* begin SUPPLIED DATA *
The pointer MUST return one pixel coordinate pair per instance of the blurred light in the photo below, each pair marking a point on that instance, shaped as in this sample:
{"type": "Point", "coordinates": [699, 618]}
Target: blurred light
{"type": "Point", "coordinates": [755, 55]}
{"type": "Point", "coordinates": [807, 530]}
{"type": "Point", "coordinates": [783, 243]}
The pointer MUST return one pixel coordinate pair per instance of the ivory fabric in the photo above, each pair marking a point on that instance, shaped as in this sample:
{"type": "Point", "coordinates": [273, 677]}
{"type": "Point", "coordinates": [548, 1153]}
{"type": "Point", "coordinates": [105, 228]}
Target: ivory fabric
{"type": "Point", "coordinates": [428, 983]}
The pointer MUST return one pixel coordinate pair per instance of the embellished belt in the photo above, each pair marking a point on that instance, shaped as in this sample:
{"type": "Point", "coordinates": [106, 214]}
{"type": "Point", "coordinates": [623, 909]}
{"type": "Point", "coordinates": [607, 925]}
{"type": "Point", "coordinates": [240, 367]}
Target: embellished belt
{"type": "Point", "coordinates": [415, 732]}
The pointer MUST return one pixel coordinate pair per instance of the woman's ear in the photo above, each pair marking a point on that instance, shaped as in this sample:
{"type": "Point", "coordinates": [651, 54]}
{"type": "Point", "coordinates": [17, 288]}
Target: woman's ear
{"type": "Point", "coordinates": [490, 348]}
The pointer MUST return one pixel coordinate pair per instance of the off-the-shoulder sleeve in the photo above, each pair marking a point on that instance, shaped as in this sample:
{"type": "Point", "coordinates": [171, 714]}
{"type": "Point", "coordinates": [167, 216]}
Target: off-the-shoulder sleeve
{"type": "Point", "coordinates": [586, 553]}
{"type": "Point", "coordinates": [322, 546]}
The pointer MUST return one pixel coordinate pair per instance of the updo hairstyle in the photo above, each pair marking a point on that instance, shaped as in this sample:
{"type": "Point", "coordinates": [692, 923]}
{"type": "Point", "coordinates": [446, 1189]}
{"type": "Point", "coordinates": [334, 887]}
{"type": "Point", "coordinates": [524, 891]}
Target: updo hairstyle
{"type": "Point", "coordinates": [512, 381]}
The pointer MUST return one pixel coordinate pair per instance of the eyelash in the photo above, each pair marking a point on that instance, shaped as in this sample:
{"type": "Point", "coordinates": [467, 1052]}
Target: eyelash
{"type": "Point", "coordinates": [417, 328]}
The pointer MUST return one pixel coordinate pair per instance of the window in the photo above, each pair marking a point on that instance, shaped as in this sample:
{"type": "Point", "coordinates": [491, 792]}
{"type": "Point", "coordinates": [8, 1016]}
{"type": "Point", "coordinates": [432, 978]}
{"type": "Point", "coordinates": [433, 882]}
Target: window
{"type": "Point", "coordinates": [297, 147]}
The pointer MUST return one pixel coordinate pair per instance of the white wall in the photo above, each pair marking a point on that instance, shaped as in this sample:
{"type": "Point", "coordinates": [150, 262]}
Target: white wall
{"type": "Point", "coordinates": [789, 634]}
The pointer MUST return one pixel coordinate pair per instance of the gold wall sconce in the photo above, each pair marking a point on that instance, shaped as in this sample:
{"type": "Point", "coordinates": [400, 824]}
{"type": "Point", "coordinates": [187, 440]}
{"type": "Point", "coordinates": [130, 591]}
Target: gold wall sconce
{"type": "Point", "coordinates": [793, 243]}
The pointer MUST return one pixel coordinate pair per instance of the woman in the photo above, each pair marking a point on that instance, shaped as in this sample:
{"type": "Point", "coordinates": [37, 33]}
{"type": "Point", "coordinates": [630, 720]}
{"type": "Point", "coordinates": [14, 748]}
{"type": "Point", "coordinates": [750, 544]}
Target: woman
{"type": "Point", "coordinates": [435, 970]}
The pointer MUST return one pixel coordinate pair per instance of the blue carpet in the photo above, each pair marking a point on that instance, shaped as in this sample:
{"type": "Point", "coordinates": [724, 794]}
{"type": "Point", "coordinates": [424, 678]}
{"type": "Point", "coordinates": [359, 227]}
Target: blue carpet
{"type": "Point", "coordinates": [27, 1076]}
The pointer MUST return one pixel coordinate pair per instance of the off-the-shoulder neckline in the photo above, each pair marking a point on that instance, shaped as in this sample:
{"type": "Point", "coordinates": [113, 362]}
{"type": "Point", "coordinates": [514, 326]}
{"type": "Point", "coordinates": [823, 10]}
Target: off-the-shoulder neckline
* end SUPPLIED DATA *
DIRECTIONS FOR THIS TASK: Reproduce, word for word, everything in the entries above from the line containing "of the updo" down to the line containing "Target: updo hairstyle", including both of those lines.

EXPECTED ANSWER:
The pointer MUST return one pixel coordinate pair per instance of the updo hairstyle in the photo above, each pair marking a point on that instance, shaped as in this sample:
{"type": "Point", "coordinates": [692, 923]}
{"type": "Point", "coordinates": [446, 1189]}
{"type": "Point", "coordinates": [334, 887]}
{"type": "Point", "coordinates": [524, 891]}
Target: updo hairstyle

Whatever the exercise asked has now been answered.